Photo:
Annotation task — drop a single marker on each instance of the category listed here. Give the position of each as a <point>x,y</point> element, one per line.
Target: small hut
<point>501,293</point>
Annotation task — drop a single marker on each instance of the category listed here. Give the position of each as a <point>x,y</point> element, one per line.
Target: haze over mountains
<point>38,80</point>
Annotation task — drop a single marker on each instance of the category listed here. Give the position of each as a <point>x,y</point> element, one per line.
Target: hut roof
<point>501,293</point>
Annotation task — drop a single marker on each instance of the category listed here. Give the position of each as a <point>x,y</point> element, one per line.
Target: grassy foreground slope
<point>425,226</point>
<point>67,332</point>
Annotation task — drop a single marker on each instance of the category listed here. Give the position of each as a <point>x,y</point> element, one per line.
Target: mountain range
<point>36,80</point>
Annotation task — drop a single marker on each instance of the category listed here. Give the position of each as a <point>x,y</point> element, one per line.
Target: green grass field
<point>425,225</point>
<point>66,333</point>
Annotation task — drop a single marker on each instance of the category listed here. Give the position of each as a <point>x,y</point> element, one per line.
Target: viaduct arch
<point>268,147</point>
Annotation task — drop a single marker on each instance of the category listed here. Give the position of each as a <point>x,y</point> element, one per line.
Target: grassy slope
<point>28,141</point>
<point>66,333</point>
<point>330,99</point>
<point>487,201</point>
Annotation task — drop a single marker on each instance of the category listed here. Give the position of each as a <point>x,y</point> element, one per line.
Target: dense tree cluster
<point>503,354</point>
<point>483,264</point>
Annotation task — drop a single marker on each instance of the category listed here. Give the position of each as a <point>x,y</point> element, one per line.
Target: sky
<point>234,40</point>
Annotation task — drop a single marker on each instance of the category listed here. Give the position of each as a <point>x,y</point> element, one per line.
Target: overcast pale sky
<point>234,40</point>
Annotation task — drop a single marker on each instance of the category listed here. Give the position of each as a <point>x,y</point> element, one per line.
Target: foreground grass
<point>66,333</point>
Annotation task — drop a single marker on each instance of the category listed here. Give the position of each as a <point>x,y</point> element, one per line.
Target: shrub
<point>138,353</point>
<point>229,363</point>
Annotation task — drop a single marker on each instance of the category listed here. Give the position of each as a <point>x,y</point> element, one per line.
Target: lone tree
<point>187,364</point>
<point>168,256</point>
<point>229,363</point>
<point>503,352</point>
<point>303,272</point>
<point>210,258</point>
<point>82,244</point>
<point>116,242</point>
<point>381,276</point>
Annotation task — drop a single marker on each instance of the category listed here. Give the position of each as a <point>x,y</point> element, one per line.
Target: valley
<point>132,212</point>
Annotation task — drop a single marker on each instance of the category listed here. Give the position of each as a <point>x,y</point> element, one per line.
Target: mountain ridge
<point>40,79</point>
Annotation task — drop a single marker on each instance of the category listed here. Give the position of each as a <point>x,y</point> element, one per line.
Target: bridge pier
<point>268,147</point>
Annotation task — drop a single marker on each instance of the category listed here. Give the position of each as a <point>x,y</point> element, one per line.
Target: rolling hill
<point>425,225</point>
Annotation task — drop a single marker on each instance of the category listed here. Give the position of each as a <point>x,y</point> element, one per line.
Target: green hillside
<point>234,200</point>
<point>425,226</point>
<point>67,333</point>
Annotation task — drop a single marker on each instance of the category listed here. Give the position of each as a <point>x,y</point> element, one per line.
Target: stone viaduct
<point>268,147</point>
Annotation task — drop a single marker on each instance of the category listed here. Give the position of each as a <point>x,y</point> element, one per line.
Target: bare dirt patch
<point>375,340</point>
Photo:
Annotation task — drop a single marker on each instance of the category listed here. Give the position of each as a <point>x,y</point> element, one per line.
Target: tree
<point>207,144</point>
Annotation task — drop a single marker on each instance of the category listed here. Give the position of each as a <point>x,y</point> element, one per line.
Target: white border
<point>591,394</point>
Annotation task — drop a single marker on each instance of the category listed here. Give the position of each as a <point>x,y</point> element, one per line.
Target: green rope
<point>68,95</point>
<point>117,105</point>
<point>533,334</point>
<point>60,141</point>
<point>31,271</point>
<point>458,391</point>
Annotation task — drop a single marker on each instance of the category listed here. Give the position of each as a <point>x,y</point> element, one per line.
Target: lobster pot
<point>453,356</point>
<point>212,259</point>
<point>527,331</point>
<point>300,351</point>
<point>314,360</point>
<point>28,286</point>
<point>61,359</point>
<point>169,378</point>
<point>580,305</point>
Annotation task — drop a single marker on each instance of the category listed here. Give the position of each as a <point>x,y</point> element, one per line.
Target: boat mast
:::::
» What is needed
An exact copy of the entire material is required.

» Answer for the task
Photo:
Annotation task — drop a single marker on each instance of the category listed here. Give the position of each as a <point>x,y</point> element, one per line.
Target: small hut
<point>501,293</point>
Annotation task — drop a single marker on each instance of the category listed here. Give the position of each as a <point>x,y</point> element, one per line.
Target: haze over mountains
<point>38,80</point>
Annotation task — drop a single marker on each instance of the category listed here. Give the position of each as a <point>x,y</point> element, one per line.
Target: hut roof
<point>501,293</point>
Annotation task — drop a single marker on each instance of the category listed here. Give the position of each as a <point>x,y</point> element, one per line.
Target: grassy foreground slope
<point>425,226</point>
<point>67,332</point>
Annotation task — drop a single marker on each instance of the category listed here. Give the position of each as a <point>x,y</point> element, one per line.
Target: mountain range
<point>36,80</point>
Annotation task — drop a single marker on each instance of the category listed here. Give the position of each as a <point>x,y</point> element, one per line.
Target: green grass field
<point>425,225</point>
<point>66,333</point>
Annotation task — drop a single marker on each instance of the category listed here. Give the position of each as a <point>x,y</point> element, one per line.
Target: viaduct arch
<point>268,147</point>
Annotation task — drop a single marker on each instance of the category listed here. Give the position of each as a <point>x,y</point> element, one per line.
Target: grassy slope
<point>28,141</point>
<point>66,333</point>
<point>330,99</point>
<point>487,201</point>
Annotation task — drop a single marker on each instance of the category listed here. Give the position of each as a <point>x,y</point> element, one per line.
Target: dense tree cluster
<point>503,354</point>
<point>483,264</point>
Annotation task — drop a single marker on each instance of the category listed here. Give the position of each as a <point>x,y</point> element, one per line.
Target: sky
<point>234,40</point>
Annotation task — drop a single marker on each instance of the category listed here. Give the position of each as a <point>x,y</point> element, one per line.
Target: overcast pale sky
<point>234,40</point>
Annotation task — drop a single marker on each instance of the category listed here. Give the position of each as a <point>x,y</point> element, one per line.
Target: foreground grass
<point>66,333</point>
Annotation task — drop a single marker on each instance of the category listed here. Give the position of each as a <point>x,y</point> element, one per line.
Target: shrub
<point>138,353</point>
<point>229,363</point>
Annotation task — drop a single marker on each instance of the category listed here. Give the position of each as a <point>x,y</point> element, one per line.
Target: lone tree
<point>187,364</point>
<point>168,256</point>
<point>229,363</point>
<point>503,352</point>
<point>303,272</point>
<point>210,258</point>
<point>82,244</point>
<point>116,242</point>
<point>381,276</point>
Annotation task — drop a single marker on each instance of the category listed here. Give the position of each as a <point>x,y</point> element, one per line.
Target: valley
<point>132,212</point>
Annotation task — drop a single marker on each instance of the category listed here. Give the position of each as a <point>x,y</point> element, one per line.
Target: mountain ridge
<point>40,79</point>
Annotation task — drop a single marker on each instance of the category listed here. Give the position of each as a <point>x,y</point> element, one per line.
Target: bridge pier
<point>268,147</point>
Annotation task — drop a single marker on each instance of the category listed here. Give the position of each as a <point>x,y</point> element, one per line.
Target: rolling hill
<point>425,225</point>
Annotation task — drop a single marker on each instance of the category listed here. Give the position of each as a <point>x,y</point> element, one per line.
Target: green hillside
<point>234,200</point>
<point>425,226</point>
<point>67,333</point>
Annotation task — drop a single marker on each instance of the category listed here. Give the position of each as a <point>x,y</point> element, one per line.
Target: stone viaduct
<point>268,147</point>
Annotation task — drop a single marker on each instance of the category listed here. Give the position of each as a <point>x,y</point> element, one per line.
Target: bare dirt patch
<point>375,340</point>
Photo:
Annotation task — drop a single marker on each instance of the category listed here. Give the position of each as a <point>x,y</point> element, one per line.
Target: tree
<point>207,144</point>
Annotation task — drop a single marker on each instance of the category listed here. Give the position of each as a <point>x,y</point> element, one per line.
Target: white border
<point>591,394</point>
Annotation task — drop a single marker on each instance of the category listed here. Give the position of each as a <point>x,y</point> element, one per line.
Target: green rope
<point>68,95</point>
<point>117,105</point>
<point>533,334</point>
<point>60,141</point>
<point>31,271</point>
<point>458,391</point>
Annotation task — drop a single marker on each instance of the category listed here. Give the position of each as a <point>x,y</point> element, one per line.
Target: lobster pot
<point>453,356</point>
<point>212,259</point>
<point>527,331</point>
<point>300,351</point>
<point>314,360</point>
<point>28,286</point>
<point>61,359</point>
<point>169,378</point>
<point>580,305</point>
Annotation task — drop a single marker on each instance of the category listed here. Give the position of each as a <point>x,y</point> element, one per line.
Target: boat mast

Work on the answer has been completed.